» **ARBEITSAUFTRAG A**:
Beantworte bitte diese Fragen zum BFH-Beschluss:
(i) Welches Gericht hat in der Vorinstanz entschieden, an welchem Tag und unter welchem Aktenzeichen?
(ii) Wer hat die Kosten des Beschwerdeverfahrens zu tragen?
(iii) Zu welchen Uhrzeiten sendete der Kläger die Beschwerdebegründung an den BFH?
» **ARBEITSAUFTRAG B**:
Nimm den BFH-Beschluss nach seinem letzten Satz auf und schreibe ihn weiter.

» **AUSZUG**:
Formunwirksamkeit einer Beschwerdebegründung per E-Mail – BFH-Beschluss vom 29. November 2022, VIII B 88/22

ECLI:DE:BFH:2022:B.291122.VIIIB88.22.0

BFH VIII. Senat

FGO § 52a, FGO § 56, FGO § 116 Abs 3

vorgehend Niedersächsisches Finanzgericht , 19. Mai 2022, Az: 1 K 11/19

Leitsätze

NV: Die Begründung einer Nichtzulassungsbeschwerde, die ein Steuerbevollmächtigter durch eine einfache E-Mail mit PDF-Anlage im Jahr 2022 an den BFH übermittelt, ist gemäß § 52a FGO formunwirksam und deshalb unbeachtlich.

Tenor

Die Beschwerde des Klägers wegen Nichtzulassung der Revision gegen das Urteil des Niedersächsischen Finanzgerichts vom 19.05.2022 – 1 K 11/19 wird als unzulässig verworfen.

Die Kosten des Beschwerdeverfahrens hat der Kläger zu tragen.

Gründe

  1. Die Beschwerde ist unzulässig, weil der Kläger und Beschwerdeführer (Kläger) sie lediglich durch eine PDF-Anlage zu einer einfachen E-Mail und damit in formunwirksamer Weise begründet hat und ihm auch eine Wiedereinsetzung in den vorigen Stand nicht gewährt werden kann.
  2. 1. Der Kläger ist Steuerbevollmächtigter und vertritt sich gemäß § 62 Abs. 4 Sätze 3 und 5 i.V.m. Abs. 2 Satz 1 der Finanzgerichtsordnung (FGO) selbst. Nach fristgemäßer Einlegung seiner Nichtzulassungsbeschwerde gegen das am 28.06.2022 zugestellte Urteil des Niedersächsischen Finanzgerichts sendete er die Beschwerdebegründung am Montag, den 29.08.2022, um 20:34 Uhr und um 21:30 Uhr jeweils als Anlage zu einer einfachen E-Mail an den Bundesfinanzhof (BFH). Die der späteren E-Mail angehängte PDF-Anlage enthielt eine handschriftliche Unterschrift des Klägers.

Einträge des Datensatzes:

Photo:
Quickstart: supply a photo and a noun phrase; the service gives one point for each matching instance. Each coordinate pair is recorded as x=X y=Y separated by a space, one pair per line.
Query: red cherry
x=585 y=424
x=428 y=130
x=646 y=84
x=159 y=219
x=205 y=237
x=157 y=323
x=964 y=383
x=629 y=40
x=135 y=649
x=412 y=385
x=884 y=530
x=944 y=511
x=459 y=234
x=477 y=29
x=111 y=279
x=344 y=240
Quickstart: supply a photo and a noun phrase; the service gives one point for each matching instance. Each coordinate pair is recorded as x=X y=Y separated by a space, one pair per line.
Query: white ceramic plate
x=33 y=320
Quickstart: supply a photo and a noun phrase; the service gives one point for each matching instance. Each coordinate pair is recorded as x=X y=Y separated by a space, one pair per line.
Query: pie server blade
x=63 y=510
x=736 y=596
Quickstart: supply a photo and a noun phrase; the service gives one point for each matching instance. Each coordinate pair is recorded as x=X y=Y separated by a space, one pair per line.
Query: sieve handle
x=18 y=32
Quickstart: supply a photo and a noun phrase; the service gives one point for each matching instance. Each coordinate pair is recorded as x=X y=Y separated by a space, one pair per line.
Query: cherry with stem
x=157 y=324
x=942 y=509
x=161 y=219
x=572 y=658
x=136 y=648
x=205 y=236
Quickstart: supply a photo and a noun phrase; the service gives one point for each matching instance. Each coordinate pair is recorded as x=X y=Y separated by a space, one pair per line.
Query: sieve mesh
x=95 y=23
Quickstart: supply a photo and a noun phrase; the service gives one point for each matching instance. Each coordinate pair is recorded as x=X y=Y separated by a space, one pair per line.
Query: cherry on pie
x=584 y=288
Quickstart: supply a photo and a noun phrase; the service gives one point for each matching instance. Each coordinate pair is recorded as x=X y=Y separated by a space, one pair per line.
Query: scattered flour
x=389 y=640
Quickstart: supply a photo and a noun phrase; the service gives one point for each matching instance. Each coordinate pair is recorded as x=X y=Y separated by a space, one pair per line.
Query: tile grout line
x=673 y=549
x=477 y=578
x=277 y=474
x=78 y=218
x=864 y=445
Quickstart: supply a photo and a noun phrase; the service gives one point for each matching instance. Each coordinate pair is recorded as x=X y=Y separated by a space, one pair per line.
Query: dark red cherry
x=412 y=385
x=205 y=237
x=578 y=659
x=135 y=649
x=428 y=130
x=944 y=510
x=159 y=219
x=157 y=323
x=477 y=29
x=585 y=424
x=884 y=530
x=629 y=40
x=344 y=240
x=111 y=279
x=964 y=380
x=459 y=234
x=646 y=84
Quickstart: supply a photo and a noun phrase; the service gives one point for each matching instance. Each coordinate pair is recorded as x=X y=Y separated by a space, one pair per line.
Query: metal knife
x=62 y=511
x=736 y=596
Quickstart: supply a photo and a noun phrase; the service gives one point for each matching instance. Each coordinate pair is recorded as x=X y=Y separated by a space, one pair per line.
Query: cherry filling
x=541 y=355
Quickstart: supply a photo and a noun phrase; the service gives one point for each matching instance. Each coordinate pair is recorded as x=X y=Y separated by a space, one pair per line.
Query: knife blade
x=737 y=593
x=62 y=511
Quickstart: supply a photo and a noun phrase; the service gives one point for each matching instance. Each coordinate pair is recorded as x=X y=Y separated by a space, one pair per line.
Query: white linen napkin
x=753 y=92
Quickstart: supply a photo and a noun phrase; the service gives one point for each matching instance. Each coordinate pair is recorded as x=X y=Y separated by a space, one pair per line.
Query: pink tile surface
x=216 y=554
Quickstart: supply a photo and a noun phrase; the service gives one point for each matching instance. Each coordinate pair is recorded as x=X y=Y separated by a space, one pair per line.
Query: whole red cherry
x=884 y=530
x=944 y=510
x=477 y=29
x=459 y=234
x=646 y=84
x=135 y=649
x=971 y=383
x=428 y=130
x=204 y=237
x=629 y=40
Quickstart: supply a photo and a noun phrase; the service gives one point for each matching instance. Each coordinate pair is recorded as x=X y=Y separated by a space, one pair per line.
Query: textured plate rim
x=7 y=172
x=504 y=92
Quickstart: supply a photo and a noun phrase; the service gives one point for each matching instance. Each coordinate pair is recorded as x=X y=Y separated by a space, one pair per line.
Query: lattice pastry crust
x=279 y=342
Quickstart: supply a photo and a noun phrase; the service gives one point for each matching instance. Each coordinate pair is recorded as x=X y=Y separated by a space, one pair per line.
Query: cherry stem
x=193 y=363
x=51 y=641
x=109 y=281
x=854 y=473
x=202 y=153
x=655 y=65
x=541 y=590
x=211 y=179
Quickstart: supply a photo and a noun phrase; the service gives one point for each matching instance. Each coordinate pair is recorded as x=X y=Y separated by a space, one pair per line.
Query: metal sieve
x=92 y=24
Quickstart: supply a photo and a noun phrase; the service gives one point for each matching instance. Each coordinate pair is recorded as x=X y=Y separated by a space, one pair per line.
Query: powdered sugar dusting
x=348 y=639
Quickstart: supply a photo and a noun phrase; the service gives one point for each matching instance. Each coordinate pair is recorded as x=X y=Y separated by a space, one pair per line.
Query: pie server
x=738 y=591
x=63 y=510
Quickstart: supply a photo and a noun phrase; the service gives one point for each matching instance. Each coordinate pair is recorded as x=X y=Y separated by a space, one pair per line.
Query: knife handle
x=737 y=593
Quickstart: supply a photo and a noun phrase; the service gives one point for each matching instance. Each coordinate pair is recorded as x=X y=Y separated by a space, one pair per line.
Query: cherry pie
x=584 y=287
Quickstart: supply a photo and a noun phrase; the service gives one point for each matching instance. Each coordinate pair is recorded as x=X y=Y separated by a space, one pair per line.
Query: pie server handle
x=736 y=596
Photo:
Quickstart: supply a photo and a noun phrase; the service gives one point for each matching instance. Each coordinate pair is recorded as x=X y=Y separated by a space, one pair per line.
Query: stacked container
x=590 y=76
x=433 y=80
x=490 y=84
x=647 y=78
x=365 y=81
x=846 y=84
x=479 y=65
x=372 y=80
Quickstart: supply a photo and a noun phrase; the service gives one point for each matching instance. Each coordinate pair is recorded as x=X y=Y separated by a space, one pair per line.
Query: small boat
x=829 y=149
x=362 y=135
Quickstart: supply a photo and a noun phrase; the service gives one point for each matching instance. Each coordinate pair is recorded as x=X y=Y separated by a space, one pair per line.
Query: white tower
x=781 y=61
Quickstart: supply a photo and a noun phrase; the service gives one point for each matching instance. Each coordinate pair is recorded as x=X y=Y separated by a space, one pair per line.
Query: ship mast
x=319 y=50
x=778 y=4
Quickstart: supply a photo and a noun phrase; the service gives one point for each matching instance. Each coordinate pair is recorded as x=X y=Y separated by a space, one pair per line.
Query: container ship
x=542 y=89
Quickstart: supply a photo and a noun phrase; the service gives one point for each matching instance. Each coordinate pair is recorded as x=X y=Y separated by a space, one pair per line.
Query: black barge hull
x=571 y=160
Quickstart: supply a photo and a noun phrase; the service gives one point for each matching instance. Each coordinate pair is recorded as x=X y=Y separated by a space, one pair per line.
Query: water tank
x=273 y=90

» **ENDERGEBNIS A**:
(i) Das Niedersächsische Finanzgericht am 19. Mai 2022 unter dem Aktenzeichen 1 K 11/19.
(ii) Der Kläger.
(iii) Um 20:34 Uhr und um 21:30 Uhr.

» **ENDERGEBNIS B**:
  3. Im Anschluss an das Schreiben der Senatsvorsitzenden vom 30.08.2022, mit dem der Kläger darauf hingewiesen wurde, dass die Begründungsfrist am 29.08.2022 abgelaufen sei, E-Mails im Rechtsverkehr mit dem BFH kein geöffneter Kommunikationsweg i.S. des § 52a Abs. 4 FGO seien und die um 20:34 Uhr und 21:30 Uhr eingegangenen E-Mails daher keine Rechtswirkung entfalten könnten, ging kein weiterer Schriftsatz des Klägers beim BFH ein.
  4. 2. Die Beschwerde ist mangels Beschwerdebegründung unheilbar unzulässig. Die nur per E-Mail eingereichte Begründung ist formunwirksam und deshalb unbeachtlich (s. unter 2.a). Innerhalb der Wiedereinsetzungsfrist hat der Kläger keine Beschwerdebegründung beim BFH eingereicht und auch keinen Grund für eine Wiedereinsetzung in den vorigen Stand dargelegt (s. unter 2.b).
  5. a) Nach § 116 Abs. 3 Satz 1 FGO ist die Nichtzulassungsbeschwerde innerhalb von zwei Monaten nach der Zustellung des vollständigen Urteils zu begründen. Die Begründung ist beim BFH einzureichen (§ 116 Abs. 3 Satz 2 FGO).
  6. Die am 29.08.2022 beim BFH eingegangene Beschwerdebegründung des Klägers entspricht nicht den gesetzlichen Formanforderungen. Zwar ist im finanzgerichtlichen Verfahren gemäß § 52a Abs. 1 FGO die elektronische Einreichung von Dokumenten durch die Beteiligten auch bei bestimmenden Schriftsätzen zulässig, zu beachten sind hierbei allerdings die in § 52a Abs. 2 ff. FGO normierten Voraussetzungen (vgl. Brandis in Tipke/Kruse, § 52a FGO Rz 1 f.; Gräber/Stapperfend, Finanzgerichtsordnung, 9. Aufl., § 52a Rz 2). Diese hat der Kläger nicht erfüllt, da er seine Beschwerdebegründung weder mit einer qualifizierten elektronischen Signatur versehen noch mit einer einfachen Signatur auf einem sicheren Übermittlungsweg eingereicht hat (§ 52a Abs. 3 und Abs. 4 FGO). Die mit einer einfachen E-Mail an den BFH gesandte Beschwerdebegründung entfaltet keine Rechtswirkung (vgl. Brandis in Tipke/Kruse, § 52a FGO Rz 11; Gräber/Stapperfend, a.a.O., § 52a Rz 30 ff., m.w.N.).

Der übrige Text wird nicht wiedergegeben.